*Directive*. Can you rewrite every line of the entries below with "Target" renamed to "Object" and nothing else altered?
## START Given data
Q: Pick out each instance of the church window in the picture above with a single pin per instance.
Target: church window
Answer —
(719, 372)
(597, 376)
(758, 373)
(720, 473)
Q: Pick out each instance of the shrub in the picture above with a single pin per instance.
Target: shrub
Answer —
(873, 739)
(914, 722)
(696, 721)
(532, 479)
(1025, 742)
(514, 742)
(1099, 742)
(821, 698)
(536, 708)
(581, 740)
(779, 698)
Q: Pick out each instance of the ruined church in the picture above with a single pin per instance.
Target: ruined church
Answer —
## END Given data
*Exercise response*.
Q: Pick out each instance of the church window in the picture above with a single pin per instance.
Object: church window
Answer —
(719, 372)
(597, 376)
(758, 373)
(720, 473)
Q: Pick out each instance of the shrub in the picture above with a single pin per instance.
Object: shrub
Answer —
(873, 739)
(914, 722)
(696, 721)
(532, 479)
(1025, 742)
(514, 742)
(1099, 742)
(821, 698)
(536, 708)
(581, 740)
(779, 698)
Q: Pick out each instance of the ruined church in the picture above with a single pin per instance.
Object: ruined church
Answer —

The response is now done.